*The records*.
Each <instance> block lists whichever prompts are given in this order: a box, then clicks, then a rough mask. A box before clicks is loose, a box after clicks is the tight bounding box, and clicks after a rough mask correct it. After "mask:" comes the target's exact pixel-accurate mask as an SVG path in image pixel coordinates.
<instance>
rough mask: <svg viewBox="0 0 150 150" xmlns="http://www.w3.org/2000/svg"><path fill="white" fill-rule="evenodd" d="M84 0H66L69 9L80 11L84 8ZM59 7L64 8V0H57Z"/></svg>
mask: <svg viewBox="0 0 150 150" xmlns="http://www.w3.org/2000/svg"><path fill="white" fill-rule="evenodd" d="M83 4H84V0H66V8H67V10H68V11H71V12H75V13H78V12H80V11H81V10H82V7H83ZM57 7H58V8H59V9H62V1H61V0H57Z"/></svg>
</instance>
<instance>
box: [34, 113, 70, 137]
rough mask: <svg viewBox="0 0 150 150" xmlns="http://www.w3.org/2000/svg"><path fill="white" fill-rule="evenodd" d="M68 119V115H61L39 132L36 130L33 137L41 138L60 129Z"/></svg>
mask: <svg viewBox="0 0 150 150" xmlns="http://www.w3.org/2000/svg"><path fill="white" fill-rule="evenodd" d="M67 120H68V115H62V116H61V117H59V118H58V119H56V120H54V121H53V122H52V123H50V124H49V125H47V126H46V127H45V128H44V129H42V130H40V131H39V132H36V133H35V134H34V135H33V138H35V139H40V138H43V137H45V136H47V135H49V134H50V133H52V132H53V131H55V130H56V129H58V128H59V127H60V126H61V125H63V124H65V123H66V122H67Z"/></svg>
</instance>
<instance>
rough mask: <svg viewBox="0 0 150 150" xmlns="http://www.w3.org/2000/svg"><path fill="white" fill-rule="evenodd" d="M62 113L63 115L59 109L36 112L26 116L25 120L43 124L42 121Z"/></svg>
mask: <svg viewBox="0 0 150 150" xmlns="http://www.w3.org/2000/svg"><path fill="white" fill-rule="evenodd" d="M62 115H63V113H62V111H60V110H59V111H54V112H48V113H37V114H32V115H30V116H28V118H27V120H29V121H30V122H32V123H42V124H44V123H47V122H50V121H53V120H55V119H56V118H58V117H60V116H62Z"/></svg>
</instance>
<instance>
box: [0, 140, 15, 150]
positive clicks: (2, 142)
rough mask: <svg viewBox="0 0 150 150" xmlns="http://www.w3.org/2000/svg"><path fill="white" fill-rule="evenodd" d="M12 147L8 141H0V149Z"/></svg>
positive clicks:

*Assignment*. Copy out the entries. Leave every line exactly as it is.

*Exercise solution*.
Each <instance> block lists whichever prompts are given in this order: a box, then clicks, then a rough mask. A box before clicks is loose, a box after clicks is the tight bounding box, and clicks after a rough mask correct it. After "mask:" comes the target's exact pixel-accurate mask as an SVG path in image pixel coordinates.
<instance>
rough mask: <svg viewBox="0 0 150 150" xmlns="http://www.w3.org/2000/svg"><path fill="white" fill-rule="evenodd" d="M84 0H66L69 9L80 11L84 8ZM59 7L64 8V0H57Z"/></svg>
mask: <svg viewBox="0 0 150 150" xmlns="http://www.w3.org/2000/svg"><path fill="white" fill-rule="evenodd" d="M83 4H84V0H66V8H67V10H68V11H71V12H75V13H78V12H80V11H81V10H82V7H83ZM57 7H58V8H59V9H62V1H61V0H57Z"/></svg>
</instance>
<instance>
box: [34, 113, 70, 137]
rough mask: <svg viewBox="0 0 150 150" xmlns="http://www.w3.org/2000/svg"><path fill="white" fill-rule="evenodd" d="M68 119V115H61L39 132L36 130L33 137L41 138L60 129Z"/></svg>
mask: <svg viewBox="0 0 150 150" xmlns="http://www.w3.org/2000/svg"><path fill="white" fill-rule="evenodd" d="M67 120H68V115H62V116H61V117H59V118H58V119H56V120H54V121H53V122H52V123H50V124H49V125H47V126H46V127H45V128H44V129H42V130H40V131H39V132H36V133H35V134H34V135H33V138H35V139H40V138H43V137H45V136H47V135H49V134H50V133H52V132H53V131H55V130H56V129H58V128H59V127H60V126H61V125H63V124H65V123H66V122H67Z"/></svg>
</instance>
<instance>
rough mask: <svg viewBox="0 0 150 150" xmlns="http://www.w3.org/2000/svg"><path fill="white" fill-rule="evenodd" d="M62 113L63 115L59 109L36 112L26 116L25 120L43 124L42 121Z"/></svg>
mask: <svg viewBox="0 0 150 150" xmlns="http://www.w3.org/2000/svg"><path fill="white" fill-rule="evenodd" d="M62 115H63V113H62V111H60V110H59V111H54V112H48V113H37V114H32V115H30V116H28V118H27V120H29V121H30V122H32V123H42V124H44V123H47V122H50V121H53V120H55V119H56V118H58V117H60V116H62Z"/></svg>
</instance>
<instance>
box: [0, 140, 15, 150]
positive clicks: (2, 142)
rough mask: <svg viewBox="0 0 150 150" xmlns="http://www.w3.org/2000/svg"><path fill="white" fill-rule="evenodd" d="M12 147L8 141H0V149Z"/></svg>
positive clicks:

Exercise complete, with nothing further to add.